■ **Problem statement**
Transcribe the records from the line containing "negative clicks: (324, 361)" onward, up to and including the final line, exactly and without anything else.

■ **Material to process**
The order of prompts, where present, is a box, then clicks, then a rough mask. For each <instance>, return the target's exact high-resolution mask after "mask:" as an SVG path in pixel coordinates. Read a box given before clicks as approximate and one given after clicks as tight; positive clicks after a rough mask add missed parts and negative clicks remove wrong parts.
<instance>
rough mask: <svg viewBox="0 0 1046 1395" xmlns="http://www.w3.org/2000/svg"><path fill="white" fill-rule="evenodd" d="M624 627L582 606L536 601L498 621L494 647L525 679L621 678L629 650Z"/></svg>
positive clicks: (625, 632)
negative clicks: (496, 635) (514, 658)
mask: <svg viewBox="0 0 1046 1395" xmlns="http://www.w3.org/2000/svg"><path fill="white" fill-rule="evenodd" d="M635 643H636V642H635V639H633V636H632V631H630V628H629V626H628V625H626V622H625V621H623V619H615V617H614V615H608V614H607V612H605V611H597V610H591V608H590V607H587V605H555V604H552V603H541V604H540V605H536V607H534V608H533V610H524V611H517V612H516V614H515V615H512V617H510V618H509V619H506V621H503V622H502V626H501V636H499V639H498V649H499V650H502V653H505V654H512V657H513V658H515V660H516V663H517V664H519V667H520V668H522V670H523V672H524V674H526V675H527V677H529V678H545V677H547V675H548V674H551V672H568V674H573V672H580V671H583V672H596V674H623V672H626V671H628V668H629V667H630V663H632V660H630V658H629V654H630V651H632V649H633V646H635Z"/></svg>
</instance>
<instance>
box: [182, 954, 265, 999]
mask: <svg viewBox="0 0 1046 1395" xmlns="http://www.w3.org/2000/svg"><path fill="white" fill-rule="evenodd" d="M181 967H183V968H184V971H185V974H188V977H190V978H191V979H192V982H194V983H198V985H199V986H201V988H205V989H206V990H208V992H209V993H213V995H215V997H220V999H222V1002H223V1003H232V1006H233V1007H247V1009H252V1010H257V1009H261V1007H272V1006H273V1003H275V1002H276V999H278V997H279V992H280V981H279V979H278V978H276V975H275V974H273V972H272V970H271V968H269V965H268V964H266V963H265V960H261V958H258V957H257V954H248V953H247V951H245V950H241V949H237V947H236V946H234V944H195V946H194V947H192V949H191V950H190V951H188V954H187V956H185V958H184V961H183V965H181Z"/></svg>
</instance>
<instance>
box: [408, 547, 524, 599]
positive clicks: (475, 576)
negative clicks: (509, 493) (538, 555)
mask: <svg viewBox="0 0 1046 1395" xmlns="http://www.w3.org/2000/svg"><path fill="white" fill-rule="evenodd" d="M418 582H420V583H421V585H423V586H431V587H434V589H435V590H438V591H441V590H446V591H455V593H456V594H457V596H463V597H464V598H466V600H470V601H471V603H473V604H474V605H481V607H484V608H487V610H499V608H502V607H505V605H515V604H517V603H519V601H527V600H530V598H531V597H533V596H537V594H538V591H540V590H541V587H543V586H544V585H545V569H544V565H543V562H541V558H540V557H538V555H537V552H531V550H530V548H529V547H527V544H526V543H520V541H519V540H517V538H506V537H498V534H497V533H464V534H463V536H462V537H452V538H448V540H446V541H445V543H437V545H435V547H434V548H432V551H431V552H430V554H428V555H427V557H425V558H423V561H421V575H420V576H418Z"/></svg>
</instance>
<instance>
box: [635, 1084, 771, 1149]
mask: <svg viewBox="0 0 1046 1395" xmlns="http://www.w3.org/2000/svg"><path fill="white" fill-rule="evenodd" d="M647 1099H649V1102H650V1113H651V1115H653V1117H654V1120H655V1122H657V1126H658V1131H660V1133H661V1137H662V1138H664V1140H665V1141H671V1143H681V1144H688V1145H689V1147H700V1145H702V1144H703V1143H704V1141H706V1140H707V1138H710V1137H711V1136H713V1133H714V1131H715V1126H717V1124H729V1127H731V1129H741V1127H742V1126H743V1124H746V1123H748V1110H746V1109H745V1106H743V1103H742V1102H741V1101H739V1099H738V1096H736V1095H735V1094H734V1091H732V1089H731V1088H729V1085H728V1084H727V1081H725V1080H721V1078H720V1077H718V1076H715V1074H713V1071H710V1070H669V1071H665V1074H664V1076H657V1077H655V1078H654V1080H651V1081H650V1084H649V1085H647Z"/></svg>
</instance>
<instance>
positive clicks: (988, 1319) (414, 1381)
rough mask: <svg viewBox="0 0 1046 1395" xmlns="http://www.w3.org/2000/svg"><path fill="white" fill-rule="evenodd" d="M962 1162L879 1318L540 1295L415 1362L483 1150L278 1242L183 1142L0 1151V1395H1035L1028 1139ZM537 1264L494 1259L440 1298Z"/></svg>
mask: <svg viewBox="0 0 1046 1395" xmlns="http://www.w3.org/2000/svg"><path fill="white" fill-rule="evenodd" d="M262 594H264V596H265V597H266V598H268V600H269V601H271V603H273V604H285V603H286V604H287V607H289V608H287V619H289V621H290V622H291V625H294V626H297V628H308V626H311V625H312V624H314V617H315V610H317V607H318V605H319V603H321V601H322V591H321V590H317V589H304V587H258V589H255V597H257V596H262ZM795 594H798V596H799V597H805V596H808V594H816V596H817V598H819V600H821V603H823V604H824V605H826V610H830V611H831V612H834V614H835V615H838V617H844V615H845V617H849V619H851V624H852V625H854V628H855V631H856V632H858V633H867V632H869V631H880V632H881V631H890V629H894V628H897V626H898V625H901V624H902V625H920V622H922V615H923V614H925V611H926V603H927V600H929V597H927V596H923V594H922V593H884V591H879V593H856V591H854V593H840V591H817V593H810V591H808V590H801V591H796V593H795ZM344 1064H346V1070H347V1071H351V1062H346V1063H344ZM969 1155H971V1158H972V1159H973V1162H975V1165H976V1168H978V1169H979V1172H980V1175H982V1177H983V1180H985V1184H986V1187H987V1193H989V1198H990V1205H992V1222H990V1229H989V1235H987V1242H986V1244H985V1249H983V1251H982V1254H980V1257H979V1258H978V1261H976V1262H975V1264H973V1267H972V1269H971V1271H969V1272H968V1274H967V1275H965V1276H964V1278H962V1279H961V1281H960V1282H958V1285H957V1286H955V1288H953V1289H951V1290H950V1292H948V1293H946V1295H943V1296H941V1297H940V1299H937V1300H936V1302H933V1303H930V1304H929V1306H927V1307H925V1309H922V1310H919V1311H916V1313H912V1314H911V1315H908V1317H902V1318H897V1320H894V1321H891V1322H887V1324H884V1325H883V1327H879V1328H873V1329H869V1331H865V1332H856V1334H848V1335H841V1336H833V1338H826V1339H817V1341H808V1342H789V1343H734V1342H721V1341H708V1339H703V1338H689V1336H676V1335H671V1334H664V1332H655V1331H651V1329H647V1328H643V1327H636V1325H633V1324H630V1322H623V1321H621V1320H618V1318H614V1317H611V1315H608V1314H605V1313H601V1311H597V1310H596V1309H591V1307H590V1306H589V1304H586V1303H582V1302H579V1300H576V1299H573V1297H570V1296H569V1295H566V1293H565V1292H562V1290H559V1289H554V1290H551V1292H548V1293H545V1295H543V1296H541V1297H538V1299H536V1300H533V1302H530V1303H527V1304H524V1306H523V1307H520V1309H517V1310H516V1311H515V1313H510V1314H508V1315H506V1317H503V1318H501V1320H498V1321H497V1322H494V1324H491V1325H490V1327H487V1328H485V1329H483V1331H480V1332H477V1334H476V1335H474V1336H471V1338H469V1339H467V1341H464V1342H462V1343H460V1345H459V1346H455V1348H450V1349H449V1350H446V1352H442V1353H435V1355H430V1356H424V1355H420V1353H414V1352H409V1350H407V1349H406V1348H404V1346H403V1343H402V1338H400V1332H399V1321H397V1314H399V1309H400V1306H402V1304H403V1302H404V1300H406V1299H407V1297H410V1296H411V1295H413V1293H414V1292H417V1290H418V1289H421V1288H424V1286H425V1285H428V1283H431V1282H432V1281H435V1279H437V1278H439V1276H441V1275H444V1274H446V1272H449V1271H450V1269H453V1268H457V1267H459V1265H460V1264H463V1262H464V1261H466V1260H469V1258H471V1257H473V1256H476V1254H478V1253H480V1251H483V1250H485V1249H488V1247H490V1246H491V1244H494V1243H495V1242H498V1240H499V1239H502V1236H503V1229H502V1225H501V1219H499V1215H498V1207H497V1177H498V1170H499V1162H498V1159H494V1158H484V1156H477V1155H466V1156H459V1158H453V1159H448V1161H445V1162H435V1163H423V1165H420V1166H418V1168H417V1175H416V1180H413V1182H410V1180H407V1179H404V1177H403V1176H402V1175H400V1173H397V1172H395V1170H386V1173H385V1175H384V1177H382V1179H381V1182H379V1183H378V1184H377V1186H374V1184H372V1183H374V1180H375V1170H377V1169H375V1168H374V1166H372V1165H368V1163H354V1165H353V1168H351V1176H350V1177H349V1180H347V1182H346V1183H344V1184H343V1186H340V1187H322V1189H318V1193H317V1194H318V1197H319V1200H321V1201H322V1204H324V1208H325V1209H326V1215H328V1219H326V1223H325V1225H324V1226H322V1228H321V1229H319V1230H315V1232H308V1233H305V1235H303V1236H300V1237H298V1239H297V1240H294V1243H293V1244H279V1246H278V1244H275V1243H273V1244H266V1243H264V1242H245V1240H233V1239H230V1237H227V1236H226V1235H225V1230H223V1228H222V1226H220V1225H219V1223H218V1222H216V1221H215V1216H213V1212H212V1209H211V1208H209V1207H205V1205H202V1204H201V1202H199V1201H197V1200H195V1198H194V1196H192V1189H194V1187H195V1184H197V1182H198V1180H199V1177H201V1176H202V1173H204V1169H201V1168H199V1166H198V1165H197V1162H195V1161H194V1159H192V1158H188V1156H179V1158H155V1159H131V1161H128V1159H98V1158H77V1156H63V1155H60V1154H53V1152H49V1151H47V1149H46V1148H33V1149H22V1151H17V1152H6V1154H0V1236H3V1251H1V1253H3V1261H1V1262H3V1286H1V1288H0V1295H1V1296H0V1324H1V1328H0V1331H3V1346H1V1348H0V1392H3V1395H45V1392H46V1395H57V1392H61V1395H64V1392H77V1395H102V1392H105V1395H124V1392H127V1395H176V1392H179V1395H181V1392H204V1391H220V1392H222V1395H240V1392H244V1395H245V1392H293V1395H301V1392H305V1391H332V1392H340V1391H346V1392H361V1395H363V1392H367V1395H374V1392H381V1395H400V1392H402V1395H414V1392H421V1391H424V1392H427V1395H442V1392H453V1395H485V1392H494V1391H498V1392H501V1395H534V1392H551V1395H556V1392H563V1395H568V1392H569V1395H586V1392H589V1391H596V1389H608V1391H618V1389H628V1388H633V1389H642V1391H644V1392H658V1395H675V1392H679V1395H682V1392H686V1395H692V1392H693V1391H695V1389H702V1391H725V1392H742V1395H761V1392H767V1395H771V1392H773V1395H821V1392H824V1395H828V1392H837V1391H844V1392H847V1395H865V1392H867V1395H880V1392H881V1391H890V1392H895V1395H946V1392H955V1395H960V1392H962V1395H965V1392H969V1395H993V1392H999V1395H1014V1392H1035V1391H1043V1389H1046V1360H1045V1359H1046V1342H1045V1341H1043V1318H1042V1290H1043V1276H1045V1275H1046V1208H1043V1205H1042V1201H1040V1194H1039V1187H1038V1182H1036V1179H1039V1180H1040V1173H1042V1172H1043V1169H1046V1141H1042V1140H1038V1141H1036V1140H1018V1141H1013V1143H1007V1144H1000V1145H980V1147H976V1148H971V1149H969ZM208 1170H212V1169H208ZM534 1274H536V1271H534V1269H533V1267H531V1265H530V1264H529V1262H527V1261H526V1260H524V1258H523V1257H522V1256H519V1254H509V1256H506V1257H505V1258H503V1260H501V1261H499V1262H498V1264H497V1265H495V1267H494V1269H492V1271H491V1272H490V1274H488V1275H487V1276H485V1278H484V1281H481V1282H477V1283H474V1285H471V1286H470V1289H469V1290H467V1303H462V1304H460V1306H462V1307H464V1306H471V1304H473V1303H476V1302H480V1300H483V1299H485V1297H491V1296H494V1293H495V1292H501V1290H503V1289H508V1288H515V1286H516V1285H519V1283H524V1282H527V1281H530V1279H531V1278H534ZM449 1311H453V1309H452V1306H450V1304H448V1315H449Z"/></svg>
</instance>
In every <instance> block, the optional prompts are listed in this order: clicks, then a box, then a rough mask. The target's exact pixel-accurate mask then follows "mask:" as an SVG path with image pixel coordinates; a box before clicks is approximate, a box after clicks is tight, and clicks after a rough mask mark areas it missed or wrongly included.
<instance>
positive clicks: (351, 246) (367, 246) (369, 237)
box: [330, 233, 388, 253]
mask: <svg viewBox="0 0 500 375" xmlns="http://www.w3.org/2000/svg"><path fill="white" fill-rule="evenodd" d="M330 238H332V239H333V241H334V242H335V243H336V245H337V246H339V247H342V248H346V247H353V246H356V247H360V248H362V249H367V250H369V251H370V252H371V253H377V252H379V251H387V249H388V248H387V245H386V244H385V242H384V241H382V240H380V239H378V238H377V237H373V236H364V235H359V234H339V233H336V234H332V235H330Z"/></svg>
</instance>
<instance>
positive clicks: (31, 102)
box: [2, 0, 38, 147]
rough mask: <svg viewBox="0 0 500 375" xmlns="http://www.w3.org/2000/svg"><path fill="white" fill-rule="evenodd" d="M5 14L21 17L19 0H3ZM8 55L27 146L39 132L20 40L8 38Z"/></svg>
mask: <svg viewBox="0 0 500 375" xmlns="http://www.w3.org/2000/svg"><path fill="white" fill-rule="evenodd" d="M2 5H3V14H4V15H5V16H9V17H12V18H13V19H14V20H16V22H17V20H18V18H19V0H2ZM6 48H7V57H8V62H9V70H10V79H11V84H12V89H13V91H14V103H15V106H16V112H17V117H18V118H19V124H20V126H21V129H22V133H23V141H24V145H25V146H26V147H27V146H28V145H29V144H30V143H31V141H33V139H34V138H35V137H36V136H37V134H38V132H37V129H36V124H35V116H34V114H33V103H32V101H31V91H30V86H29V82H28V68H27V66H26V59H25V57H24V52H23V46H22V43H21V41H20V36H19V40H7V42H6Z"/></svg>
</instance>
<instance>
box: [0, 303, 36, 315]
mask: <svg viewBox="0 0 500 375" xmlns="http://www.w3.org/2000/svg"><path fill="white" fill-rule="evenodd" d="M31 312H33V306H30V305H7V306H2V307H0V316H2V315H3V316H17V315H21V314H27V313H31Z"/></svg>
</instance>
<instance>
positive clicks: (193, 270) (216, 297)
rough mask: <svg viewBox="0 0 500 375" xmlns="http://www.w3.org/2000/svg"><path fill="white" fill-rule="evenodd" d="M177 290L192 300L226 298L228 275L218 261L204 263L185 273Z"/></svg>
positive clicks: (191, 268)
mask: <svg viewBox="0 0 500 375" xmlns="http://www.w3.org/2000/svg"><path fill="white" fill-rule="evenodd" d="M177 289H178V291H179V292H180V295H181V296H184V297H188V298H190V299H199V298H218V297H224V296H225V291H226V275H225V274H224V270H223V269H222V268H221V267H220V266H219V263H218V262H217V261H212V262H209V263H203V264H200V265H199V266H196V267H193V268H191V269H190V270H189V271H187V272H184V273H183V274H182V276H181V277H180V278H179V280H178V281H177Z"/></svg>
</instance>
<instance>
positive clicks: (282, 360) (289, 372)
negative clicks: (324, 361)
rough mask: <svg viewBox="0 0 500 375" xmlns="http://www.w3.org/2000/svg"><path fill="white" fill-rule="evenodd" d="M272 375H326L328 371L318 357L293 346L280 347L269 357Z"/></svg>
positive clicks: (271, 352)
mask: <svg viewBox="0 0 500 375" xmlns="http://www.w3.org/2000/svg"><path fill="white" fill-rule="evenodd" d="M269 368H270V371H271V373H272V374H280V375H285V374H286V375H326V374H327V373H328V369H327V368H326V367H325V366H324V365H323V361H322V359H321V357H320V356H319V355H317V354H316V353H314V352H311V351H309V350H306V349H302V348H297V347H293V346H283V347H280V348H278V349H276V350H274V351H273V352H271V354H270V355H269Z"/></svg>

■ **Solution for this exercise**
negative clicks: (324, 361)
rough mask: <svg viewBox="0 0 500 375" xmlns="http://www.w3.org/2000/svg"><path fill="white" fill-rule="evenodd" d="M272 375H326L328 371L318 357L293 346L280 347L269 357Z"/></svg>
positive clicks: (271, 352)
mask: <svg viewBox="0 0 500 375" xmlns="http://www.w3.org/2000/svg"><path fill="white" fill-rule="evenodd" d="M269 368H270V371H271V373H272V374H280V375H285V374H286V375H326V374H327V373H328V369H327V368H326V367H325V366H324V365H323V361H322V359H321V357H320V356H319V355H317V354H316V353H314V352H311V351H309V350H306V349H302V348H297V347H293V346H283V347H280V348H278V349H276V350H274V351H273V352H271V354H270V355H269Z"/></svg>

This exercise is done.